>>>>>
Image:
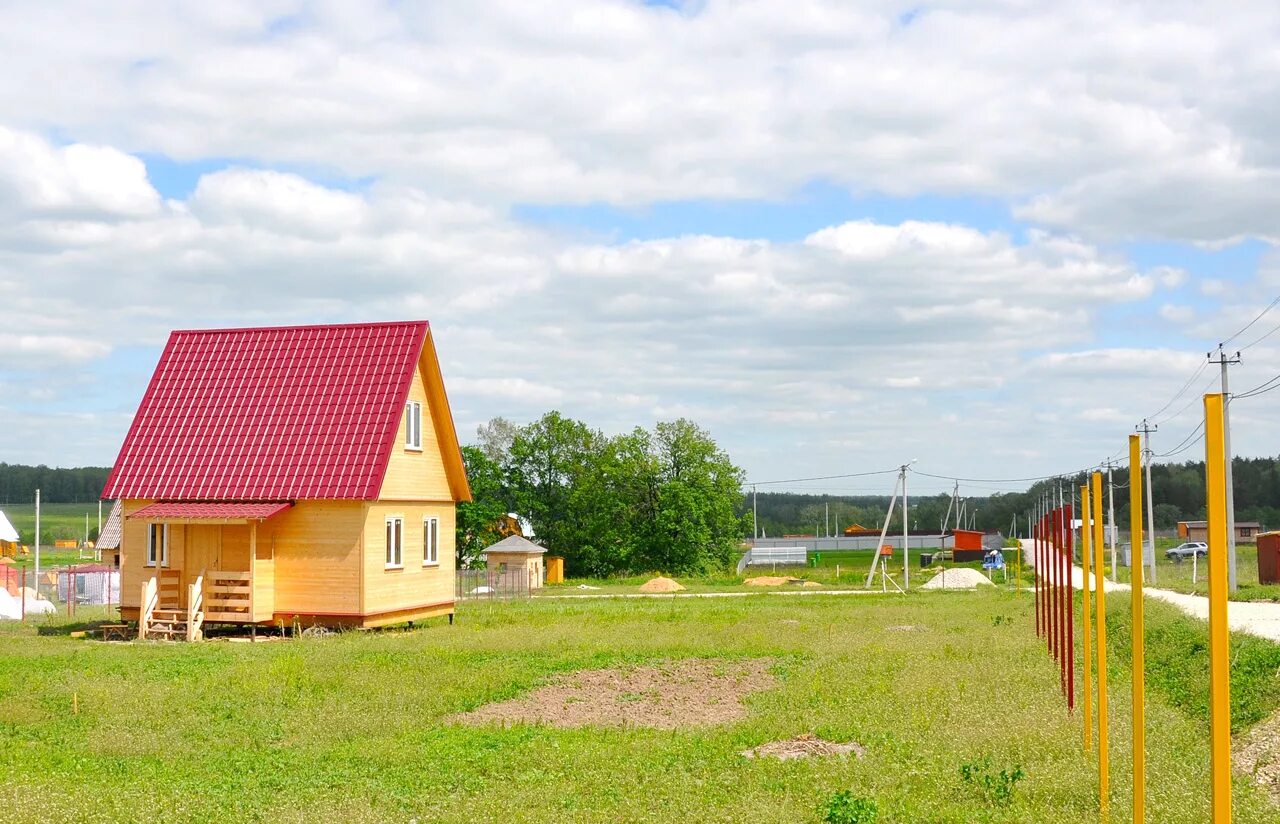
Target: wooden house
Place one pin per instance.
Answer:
(291, 474)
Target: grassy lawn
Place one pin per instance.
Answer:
(1176, 575)
(356, 726)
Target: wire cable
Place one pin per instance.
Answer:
(824, 477)
(1246, 326)
(1179, 393)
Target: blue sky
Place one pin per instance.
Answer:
(832, 233)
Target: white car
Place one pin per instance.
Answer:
(1187, 550)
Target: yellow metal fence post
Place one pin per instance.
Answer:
(1104, 721)
(1219, 639)
(1087, 622)
(1137, 562)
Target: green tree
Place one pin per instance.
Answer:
(552, 472)
(478, 518)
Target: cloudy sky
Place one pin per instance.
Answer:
(990, 236)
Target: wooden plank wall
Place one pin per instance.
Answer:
(414, 585)
(414, 475)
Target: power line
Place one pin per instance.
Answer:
(1188, 404)
(824, 477)
(1257, 340)
(1184, 445)
(1179, 393)
(1246, 326)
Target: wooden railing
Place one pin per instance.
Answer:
(170, 587)
(147, 605)
(195, 609)
(228, 596)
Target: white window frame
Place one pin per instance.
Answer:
(394, 541)
(414, 425)
(430, 541)
(151, 544)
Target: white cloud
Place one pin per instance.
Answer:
(772, 344)
(1151, 120)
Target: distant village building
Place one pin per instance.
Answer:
(513, 561)
(1246, 531)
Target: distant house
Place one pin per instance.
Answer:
(515, 562)
(300, 472)
(108, 545)
(1246, 531)
(8, 538)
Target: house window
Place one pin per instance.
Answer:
(412, 425)
(430, 541)
(394, 543)
(158, 544)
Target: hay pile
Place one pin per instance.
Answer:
(958, 578)
(661, 585)
(769, 580)
(801, 747)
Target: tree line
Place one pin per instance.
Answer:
(78, 485)
(1178, 494)
(664, 499)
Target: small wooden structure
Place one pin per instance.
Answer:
(9, 544)
(968, 546)
(516, 557)
(298, 474)
(108, 545)
(1246, 531)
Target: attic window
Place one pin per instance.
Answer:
(412, 425)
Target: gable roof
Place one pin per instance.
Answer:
(516, 544)
(279, 413)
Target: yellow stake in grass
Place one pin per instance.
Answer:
(1100, 581)
(1219, 639)
(1087, 619)
(1137, 562)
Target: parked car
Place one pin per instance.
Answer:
(1187, 550)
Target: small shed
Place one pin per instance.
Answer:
(8, 538)
(515, 561)
(109, 539)
(968, 546)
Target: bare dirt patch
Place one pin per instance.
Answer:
(801, 747)
(691, 692)
(1257, 754)
(661, 585)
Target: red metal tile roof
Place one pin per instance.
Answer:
(233, 511)
(273, 413)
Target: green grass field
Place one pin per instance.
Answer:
(56, 521)
(1178, 576)
(356, 726)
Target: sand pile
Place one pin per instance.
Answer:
(661, 585)
(672, 695)
(958, 578)
(801, 747)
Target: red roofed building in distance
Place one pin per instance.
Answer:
(298, 472)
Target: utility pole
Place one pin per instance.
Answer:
(1224, 361)
(755, 517)
(37, 541)
(906, 549)
(1147, 429)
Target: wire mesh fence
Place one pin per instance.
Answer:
(493, 584)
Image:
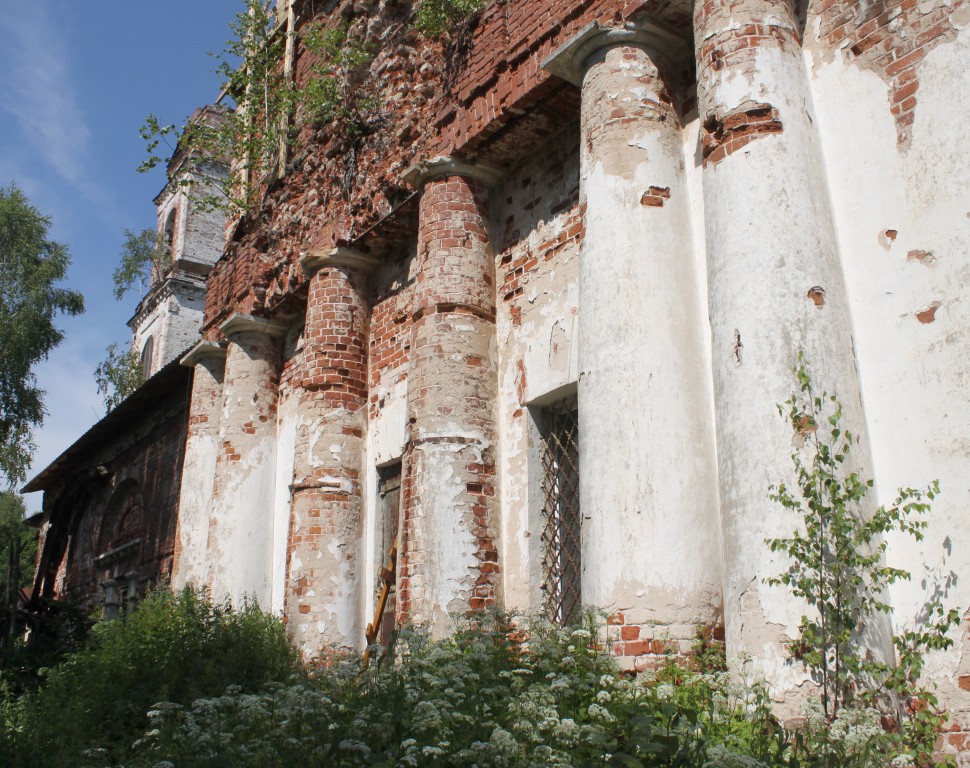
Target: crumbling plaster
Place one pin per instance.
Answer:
(903, 221)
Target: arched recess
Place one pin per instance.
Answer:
(119, 546)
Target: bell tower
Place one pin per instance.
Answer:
(191, 238)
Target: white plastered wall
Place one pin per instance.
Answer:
(903, 218)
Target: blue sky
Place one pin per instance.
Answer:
(79, 77)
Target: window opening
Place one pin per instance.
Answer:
(146, 357)
(389, 511)
(561, 540)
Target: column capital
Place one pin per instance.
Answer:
(569, 61)
(424, 171)
(313, 261)
(202, 350)
(240, 323)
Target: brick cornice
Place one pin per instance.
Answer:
(422, 172)
(313, 261)
(200, 351)
(239, 323)
(571, 59)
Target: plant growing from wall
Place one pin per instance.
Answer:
(142, 262)
(250, 134)
(435, 17)
(338, 89)
(118, 375)
(255, 133)
(838, 566)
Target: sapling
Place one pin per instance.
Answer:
(838, 566)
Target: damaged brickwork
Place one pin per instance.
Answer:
(890, 38)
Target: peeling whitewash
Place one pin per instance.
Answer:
(904, 233)
(672, 288)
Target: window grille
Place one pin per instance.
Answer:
(560, 517)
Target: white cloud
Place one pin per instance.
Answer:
(37, 91)
(72, 402)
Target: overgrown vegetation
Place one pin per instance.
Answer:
(435, 17)
(183, 682)
(174, 648)
(118, 375)
(838, 567)
(142, 262)
(250, 67)
(18, 549)
(267, 107)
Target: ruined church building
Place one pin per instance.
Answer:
(532, 327)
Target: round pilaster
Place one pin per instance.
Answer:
(208, 362)
(449, 561)
(322, 600)
(648, 491)
(240, 547)
(776, 287)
<<<<<
[Instructions for the task]
Say how many lines above include "distant", please, and nothing else.

[Exercise answer]
2